Set tasks>
- a) What nicknames for Georgia does the column on branding the state mention?
- b) Carry the column on branding Georgia forward from its last paragraph.
* Start Document segment *
To have a red-hot, sizzling brand, you can never stop stoking the fires of imagination or persistence. That’s the advice of my friend, Dink NeSmith, a very successful businessman and a great believer in branding. He thinks, and I tend to agree, that the state of Georgia, and even the University System of Georgia, needs to be “better branded.” That is, when you see the brand, you immediately think about Georgia’s or the University System’s great virtues.
Georgia has been known in the past (and not so much, today) as the “Empire State of the South.” Also, even today, as the “Peach State” (though, today, blueberries are a larger cash crop). Probably this motto hangs on only because we have the best peaches in the world. Go back even further and we were “The Cotton State.” Cotton is still important, but not like it used to be, and it wouldn’t be selected to be a brand or part of one for our increasingly sophisticated state.
The Atlanta Journal-Constitution used to have as its motto: “Covers Dixie Like the Dew,” which it did, but no longer does, and, plus, it had in its motto that word “Dixie” which, to some, has become passé and not totally acceptable. Still, whoever came up with that motto branded that newspaper in a very positive way.
Coca-Cola probably has done the best branding of any commercial company in the history of our state and maybe even in the world. It’s so good that I used to tell Connell Stafford that “Coke is not in the beverage business, it’s in the marketing business,” and it was and is. When Robert W. Woodruff ran things at Coke, he certainly understood this.
Let’s think about what might be good branding for our state today -- that is, a motto or a symbol that the world will recognize and remember in a positive way.
Stone Mountain? As I was taught in school, “the largest exposed granite out–cropping in the world.” But despite its uniqueness and great familiarity, it’s kinda like “Dixie.” It just won’t make the cut. It has too much history that some don’t appreciate.
The Atlanta skyline. It’s impressive, but so is New York’s (more impressive), Chicago’s, etc. It’s not unique or “catchy” enough. Still, the Atlanta skyline with our capitol in the foreground is quite a sight.
* End Document segment *
* Start Records *
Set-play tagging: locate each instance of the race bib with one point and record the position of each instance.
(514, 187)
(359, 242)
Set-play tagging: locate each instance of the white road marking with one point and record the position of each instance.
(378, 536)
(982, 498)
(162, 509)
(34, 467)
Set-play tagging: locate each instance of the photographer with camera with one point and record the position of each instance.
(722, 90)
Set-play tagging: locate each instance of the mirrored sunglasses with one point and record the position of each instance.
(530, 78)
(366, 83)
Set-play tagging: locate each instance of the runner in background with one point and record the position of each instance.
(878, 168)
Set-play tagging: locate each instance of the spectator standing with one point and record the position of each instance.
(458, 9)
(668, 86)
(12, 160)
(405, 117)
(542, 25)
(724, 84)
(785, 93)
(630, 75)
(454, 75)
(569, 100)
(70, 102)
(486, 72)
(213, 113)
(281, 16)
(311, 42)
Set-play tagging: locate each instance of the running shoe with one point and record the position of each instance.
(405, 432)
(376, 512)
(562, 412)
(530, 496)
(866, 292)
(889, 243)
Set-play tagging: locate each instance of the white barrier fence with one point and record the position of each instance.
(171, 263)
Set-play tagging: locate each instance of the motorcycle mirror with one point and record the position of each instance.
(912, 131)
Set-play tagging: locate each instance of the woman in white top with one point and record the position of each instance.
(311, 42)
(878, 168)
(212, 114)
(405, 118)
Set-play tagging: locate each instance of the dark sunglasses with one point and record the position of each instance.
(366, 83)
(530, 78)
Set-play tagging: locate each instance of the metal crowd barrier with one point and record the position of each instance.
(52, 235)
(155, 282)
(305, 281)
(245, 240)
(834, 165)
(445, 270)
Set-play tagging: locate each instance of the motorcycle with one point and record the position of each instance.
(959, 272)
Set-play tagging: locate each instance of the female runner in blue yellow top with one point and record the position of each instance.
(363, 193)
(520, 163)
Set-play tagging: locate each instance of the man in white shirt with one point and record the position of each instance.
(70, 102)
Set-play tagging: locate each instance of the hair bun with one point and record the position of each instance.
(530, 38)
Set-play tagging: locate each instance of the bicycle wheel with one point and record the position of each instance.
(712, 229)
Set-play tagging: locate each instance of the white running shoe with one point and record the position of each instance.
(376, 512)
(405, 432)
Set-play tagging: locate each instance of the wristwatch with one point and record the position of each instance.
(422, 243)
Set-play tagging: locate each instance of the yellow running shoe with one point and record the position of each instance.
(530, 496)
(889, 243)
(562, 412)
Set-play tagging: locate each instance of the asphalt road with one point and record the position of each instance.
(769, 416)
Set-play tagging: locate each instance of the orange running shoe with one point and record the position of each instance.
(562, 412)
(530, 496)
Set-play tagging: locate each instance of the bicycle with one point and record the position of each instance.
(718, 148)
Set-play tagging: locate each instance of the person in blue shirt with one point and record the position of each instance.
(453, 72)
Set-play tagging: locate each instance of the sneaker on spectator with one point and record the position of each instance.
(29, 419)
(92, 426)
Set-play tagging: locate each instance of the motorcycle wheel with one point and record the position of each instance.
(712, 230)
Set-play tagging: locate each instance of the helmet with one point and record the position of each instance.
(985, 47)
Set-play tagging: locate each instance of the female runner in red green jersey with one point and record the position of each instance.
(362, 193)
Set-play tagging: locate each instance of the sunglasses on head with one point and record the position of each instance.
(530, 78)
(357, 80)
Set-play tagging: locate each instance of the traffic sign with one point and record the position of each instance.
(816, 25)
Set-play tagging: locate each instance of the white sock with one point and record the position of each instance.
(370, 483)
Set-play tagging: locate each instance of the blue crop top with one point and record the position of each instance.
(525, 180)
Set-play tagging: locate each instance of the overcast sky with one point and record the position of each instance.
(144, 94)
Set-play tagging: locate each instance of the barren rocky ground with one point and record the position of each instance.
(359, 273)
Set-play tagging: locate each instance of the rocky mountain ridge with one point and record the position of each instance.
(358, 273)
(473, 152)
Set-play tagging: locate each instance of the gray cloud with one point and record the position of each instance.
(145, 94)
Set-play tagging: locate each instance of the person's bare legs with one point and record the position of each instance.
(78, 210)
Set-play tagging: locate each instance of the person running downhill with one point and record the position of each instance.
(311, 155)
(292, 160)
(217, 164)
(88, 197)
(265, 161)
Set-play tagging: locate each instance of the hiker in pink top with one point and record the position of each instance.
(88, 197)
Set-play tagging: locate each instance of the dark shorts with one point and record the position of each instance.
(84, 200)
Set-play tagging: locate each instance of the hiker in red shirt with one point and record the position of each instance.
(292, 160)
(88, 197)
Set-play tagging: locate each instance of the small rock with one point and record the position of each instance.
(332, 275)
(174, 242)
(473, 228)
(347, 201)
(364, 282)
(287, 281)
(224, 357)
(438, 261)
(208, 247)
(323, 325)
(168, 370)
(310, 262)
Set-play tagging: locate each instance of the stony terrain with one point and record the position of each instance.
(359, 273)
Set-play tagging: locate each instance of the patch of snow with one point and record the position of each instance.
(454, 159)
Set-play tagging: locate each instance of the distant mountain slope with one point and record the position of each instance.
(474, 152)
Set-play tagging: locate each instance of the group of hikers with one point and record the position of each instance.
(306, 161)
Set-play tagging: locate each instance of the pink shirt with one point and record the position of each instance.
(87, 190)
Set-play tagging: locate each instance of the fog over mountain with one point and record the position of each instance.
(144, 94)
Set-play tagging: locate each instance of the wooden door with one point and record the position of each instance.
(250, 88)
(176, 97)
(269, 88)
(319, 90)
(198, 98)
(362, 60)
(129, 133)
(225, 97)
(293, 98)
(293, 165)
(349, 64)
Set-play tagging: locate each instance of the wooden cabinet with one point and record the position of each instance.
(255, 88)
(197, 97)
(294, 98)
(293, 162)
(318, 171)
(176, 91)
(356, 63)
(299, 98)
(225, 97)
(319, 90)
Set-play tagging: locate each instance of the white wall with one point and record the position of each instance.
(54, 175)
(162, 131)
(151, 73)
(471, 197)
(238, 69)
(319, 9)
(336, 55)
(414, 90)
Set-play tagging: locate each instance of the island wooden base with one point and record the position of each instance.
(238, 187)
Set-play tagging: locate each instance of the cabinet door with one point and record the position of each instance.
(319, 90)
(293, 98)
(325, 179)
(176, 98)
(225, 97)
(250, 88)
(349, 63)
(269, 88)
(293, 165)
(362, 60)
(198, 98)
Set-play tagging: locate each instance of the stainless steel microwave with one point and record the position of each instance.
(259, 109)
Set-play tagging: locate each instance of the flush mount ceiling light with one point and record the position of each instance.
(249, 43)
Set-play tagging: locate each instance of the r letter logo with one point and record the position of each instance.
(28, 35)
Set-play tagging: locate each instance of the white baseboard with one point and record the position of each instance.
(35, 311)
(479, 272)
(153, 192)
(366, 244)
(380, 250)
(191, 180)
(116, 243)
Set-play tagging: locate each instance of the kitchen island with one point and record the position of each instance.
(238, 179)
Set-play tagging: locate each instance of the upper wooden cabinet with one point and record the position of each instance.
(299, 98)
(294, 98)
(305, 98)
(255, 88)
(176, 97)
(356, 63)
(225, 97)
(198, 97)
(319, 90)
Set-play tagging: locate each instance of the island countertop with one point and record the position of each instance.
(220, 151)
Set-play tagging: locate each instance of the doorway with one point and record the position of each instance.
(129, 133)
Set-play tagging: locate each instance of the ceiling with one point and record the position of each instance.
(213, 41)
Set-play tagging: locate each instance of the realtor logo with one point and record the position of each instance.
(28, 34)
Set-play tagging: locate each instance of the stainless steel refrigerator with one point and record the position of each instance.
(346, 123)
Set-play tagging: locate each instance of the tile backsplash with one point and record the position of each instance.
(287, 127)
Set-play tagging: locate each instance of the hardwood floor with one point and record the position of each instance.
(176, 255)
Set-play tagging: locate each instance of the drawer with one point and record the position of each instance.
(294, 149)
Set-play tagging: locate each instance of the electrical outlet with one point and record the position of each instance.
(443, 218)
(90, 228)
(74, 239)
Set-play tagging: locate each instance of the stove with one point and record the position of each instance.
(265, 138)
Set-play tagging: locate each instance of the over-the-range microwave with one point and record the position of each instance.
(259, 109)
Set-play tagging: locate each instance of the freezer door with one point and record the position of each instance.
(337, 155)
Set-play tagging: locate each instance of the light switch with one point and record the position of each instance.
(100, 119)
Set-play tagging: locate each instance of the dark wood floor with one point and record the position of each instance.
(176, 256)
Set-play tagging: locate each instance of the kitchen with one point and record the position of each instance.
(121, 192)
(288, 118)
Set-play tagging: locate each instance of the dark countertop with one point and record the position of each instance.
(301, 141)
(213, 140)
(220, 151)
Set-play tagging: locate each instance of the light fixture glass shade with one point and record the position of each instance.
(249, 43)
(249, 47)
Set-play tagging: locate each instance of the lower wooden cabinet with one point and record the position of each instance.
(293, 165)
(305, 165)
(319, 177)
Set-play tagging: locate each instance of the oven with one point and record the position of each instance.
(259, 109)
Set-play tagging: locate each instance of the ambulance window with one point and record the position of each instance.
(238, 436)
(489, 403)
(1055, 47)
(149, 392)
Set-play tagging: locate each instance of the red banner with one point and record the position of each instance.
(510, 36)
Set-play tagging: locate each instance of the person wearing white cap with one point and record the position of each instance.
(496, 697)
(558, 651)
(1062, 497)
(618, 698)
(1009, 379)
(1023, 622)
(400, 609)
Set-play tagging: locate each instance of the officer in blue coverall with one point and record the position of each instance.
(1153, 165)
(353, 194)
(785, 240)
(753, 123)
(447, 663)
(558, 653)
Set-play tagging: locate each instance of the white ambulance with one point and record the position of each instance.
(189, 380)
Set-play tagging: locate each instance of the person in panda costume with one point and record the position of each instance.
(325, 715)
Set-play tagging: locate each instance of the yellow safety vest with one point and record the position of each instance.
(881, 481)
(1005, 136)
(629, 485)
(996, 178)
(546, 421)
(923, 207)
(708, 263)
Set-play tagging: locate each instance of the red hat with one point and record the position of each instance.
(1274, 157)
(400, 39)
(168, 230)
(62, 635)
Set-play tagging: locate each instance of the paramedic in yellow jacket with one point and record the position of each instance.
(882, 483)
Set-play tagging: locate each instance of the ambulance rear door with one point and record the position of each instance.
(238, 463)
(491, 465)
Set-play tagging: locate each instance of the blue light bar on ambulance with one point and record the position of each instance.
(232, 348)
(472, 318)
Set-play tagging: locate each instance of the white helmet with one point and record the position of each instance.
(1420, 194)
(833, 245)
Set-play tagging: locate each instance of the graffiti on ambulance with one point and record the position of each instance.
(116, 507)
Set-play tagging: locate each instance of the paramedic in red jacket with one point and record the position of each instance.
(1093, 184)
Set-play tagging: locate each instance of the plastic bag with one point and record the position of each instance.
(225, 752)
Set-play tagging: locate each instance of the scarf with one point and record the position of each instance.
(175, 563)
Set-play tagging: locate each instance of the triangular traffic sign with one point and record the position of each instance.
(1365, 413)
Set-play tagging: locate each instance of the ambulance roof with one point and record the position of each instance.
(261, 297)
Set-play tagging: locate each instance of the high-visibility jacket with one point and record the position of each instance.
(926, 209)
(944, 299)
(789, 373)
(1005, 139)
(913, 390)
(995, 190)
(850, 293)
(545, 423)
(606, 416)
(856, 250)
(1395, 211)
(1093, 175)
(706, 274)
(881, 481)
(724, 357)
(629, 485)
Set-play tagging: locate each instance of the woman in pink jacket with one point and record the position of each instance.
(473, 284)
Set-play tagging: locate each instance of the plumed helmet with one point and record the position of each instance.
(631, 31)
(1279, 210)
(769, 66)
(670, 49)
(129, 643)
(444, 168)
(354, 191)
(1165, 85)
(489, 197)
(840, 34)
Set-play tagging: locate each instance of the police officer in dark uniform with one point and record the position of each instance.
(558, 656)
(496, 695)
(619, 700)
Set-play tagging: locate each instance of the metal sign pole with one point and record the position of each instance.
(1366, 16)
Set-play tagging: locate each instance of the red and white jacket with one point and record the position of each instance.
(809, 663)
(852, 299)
* End Records *
Answers for the exercise>
- a) "Empire State of the South," "Peach State," and "The Cotton State."

- b)
Hartsfield-Jackson Atlanta International Airport. Isn’t it the busiest airport in the world? Wow! That’s something. But how do you capture an airport with all of its facets and make it a brand? I guess if it were easy, the airport folks up there in Clayton County would have already done it. Still, it does have potential -- maybe a symbol and perhaps a slogan. Let’s see: “Hartsfield-Jackson: Bringing the World to Georgia.” I know, “not too good,” but it was the best I could do on short notice. Again, let me say that I think this world-class airport has potential as a branding symbol.
Now, unless you’ve already heard, this will surprise you. They tell me that Georgia has just become the second-largest producer of film (for the movies and television) in the country. We just passed New York and are behind only California. Take that, New York. You have the skyline, but we make the films. The “Hollywood South” crowd knows a good thing when they film it.
I mentioned branding the University System of Georgia. Well, let’s start with this: “They” (there’s that word again) tell me that Georgia is the only state in the country with two public colleges (the University of Georgia and Georgia Tech) in the top 20. And do you realize how many Fortune 500 companies are located and are locating around Georgia Tech because of the research that the Yellow Jacket engineers are doing?
Let’s see: Dixie, Stone Mountain, Atlanta skyline, Hartsfield-Jackson, Hollywood South, world recognized research and the film industry. And we haven’t even mentioned peanuts, the port at Savannah, barbecue or gnats. This branding is not as simple as it sounds, is it?
Larry Walker is a practicing attorney in Perry. He served 32 years in the Georgia General Assembly and presently serves on the University System of Georgia Board of Regents. Email: firstname.lastname@example.org.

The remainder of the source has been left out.